**Task requirements**
Line count for "jeep": tally the lines of the records below that contain it, and give only that number.

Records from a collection

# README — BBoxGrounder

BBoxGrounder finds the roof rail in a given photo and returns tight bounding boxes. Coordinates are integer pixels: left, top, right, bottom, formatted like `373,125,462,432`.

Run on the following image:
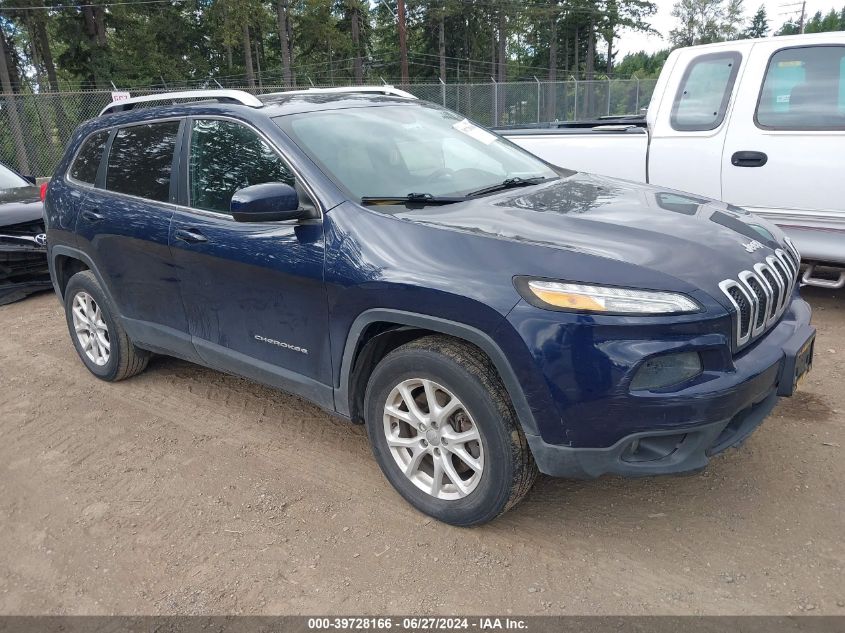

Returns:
263,85,418,100
99,89,263,116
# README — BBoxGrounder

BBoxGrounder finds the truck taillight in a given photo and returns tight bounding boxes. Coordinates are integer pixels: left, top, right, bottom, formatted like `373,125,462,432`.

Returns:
39,182,48,202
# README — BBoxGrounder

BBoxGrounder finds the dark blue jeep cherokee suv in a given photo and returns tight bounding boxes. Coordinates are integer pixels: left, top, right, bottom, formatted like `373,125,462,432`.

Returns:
44,88,815,525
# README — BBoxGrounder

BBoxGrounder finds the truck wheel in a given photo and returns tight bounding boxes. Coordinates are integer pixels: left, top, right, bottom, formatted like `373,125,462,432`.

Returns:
364,335,537,526
64,270,149,382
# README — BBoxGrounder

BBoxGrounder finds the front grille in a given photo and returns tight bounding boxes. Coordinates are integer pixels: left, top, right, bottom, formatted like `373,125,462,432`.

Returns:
719,243,800,349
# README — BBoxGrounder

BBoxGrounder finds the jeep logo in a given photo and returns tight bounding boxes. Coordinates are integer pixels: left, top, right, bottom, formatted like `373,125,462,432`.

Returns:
742,239,764,253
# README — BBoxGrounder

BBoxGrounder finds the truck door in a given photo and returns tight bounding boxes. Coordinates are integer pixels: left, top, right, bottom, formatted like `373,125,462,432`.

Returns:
648,48,744,199
721,42,845,261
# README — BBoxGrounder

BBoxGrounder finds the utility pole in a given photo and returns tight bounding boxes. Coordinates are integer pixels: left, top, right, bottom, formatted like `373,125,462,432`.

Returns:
780,1,807,33
397,0,409,85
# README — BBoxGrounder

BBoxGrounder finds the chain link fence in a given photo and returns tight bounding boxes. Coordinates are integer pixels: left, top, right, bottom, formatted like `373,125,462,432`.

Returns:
0,78,656,178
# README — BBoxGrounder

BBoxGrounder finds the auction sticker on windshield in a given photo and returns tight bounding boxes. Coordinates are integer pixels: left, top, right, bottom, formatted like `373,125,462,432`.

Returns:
453,118,497,145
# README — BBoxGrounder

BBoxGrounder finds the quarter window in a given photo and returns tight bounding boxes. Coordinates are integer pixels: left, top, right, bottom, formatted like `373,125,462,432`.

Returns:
188,119,294,214
670,52,741,131
756,46,845,130
70,130,109,185
105,121,180,202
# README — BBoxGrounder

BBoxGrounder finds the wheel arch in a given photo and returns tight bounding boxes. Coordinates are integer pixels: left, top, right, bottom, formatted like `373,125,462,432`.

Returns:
337,309,540,436
50,246,105,301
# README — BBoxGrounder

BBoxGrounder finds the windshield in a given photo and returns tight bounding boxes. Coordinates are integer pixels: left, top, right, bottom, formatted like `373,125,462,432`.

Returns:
0,163,28,190
275,103,557,201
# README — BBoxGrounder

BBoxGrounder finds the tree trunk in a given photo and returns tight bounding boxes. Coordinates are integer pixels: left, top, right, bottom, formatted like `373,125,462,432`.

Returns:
350,2,363,85
34,12,70,139
287,14,296,86
497,5,506,124
573,27,579,78
94,6,107,46
277,0,292,87
0,27,31,174
243,23,255,88
547,6,557,120
606,34,614,74
585,18,595,116
254,31,263,90
397,0,409,85
438,8,446,84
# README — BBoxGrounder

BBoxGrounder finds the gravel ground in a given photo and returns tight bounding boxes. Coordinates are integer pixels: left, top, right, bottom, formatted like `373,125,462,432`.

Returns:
0,288,842,615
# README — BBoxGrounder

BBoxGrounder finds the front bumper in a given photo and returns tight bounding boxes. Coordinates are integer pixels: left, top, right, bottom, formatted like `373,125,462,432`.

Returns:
517,296,814,479
527,390,779,478
0,246,51,306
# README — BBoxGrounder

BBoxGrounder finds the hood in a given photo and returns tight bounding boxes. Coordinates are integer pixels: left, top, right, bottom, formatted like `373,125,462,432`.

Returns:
0,186,44,227
393,173,787,293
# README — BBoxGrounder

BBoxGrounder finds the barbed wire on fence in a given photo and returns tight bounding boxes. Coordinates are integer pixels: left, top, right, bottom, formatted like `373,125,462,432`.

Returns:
0,78,657,177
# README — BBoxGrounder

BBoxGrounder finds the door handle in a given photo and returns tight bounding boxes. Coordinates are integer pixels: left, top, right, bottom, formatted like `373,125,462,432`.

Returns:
173,228,209,244
81,209,103,222
731,151,768,167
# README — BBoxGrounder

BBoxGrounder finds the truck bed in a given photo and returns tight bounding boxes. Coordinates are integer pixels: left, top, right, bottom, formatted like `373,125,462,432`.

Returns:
496,124,649,183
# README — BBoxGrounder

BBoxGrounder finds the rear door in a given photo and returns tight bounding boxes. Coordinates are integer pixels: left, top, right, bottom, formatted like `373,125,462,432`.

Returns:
648,48,745,199
168,117,331,408
721,42,845,259
74,118,194,358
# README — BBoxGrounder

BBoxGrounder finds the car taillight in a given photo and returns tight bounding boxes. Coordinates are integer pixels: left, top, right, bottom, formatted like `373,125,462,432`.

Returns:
39,182,48,201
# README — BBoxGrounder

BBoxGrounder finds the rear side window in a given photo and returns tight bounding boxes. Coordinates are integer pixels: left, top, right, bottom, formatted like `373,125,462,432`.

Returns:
69,131,109,184
756,46,845,130
671,52,742,131
188,119,294,214
106,121,180,202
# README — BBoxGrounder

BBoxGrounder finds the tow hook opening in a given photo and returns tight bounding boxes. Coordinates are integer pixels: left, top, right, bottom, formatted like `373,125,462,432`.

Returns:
621,433,687,463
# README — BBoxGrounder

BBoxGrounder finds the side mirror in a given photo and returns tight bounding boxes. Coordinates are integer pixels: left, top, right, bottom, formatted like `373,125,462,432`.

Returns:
230,182,309,223
23,175,37,185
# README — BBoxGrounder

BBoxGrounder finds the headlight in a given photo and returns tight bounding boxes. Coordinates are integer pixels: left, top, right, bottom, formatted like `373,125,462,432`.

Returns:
518,279,701,315
630,352,703,391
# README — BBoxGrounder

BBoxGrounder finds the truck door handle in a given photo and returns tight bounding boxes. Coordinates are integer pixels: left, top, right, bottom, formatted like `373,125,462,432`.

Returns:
731,151,768,167
174,228,208,244
81,209,103,222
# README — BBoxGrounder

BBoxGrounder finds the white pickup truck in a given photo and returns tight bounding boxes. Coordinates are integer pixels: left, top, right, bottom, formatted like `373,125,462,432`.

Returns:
497,33,845,288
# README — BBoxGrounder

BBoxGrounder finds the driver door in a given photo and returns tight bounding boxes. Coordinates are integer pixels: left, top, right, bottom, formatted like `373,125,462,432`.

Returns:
169,117,332,407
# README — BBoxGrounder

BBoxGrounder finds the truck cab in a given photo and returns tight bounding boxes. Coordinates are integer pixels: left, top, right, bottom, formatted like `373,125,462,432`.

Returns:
499,33,845,288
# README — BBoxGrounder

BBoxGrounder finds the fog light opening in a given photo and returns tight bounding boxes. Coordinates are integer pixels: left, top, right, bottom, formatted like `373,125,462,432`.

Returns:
630,351,703,391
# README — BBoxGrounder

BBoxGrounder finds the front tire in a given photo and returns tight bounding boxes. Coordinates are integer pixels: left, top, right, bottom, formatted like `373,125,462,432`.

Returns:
64,270,149,381
364,335,537,526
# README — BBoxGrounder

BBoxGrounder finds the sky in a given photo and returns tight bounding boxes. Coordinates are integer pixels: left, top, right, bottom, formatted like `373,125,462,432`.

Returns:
615,0,841,56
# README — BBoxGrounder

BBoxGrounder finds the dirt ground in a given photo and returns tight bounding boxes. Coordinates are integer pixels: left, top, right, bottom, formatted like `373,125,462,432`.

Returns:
0,288,842,616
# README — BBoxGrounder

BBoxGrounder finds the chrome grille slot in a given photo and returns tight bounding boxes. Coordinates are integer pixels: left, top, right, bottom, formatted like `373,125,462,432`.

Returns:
719,244,800,350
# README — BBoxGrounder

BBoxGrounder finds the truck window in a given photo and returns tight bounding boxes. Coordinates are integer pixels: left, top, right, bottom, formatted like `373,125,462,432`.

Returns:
756,46,845,130
670,52,741,132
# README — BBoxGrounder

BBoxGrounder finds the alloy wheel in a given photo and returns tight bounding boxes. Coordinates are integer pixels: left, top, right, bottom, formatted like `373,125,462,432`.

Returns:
71,291,110,366
382,378,484,500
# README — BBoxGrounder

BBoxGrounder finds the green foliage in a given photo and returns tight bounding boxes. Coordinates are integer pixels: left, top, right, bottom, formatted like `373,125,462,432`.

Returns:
739,4,768,39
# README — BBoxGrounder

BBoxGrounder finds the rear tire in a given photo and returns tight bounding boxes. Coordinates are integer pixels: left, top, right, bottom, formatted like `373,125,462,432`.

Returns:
64,270,149,381
364,335,537,526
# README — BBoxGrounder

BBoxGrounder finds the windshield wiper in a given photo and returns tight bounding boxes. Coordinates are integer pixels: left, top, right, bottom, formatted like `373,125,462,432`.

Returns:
466,176,550,198
360,192,467,206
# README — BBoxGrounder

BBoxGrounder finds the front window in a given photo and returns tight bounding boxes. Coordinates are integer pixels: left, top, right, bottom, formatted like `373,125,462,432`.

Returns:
756,46,845,130
274,104,557,201
188,119,295,214
0,163,28,190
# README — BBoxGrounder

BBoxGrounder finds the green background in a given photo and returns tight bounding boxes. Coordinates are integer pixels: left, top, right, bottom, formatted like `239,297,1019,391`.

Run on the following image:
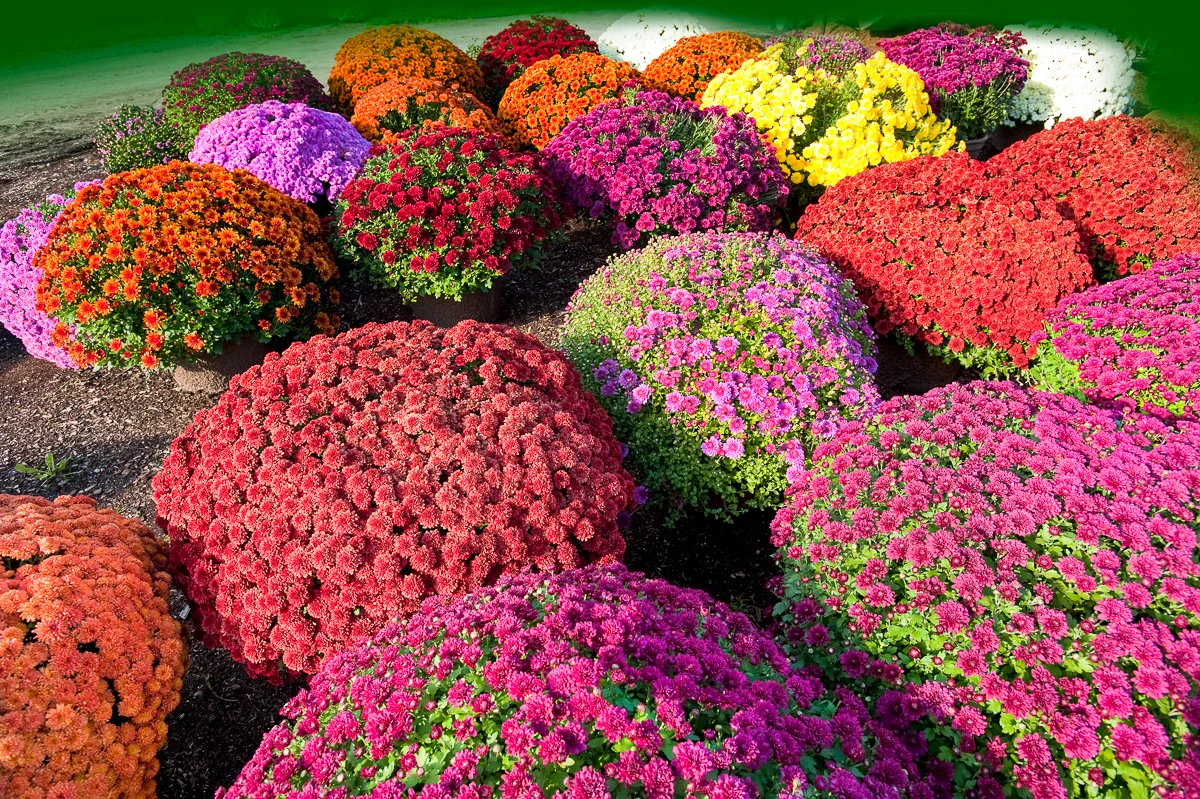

**Reply to the exercise**
2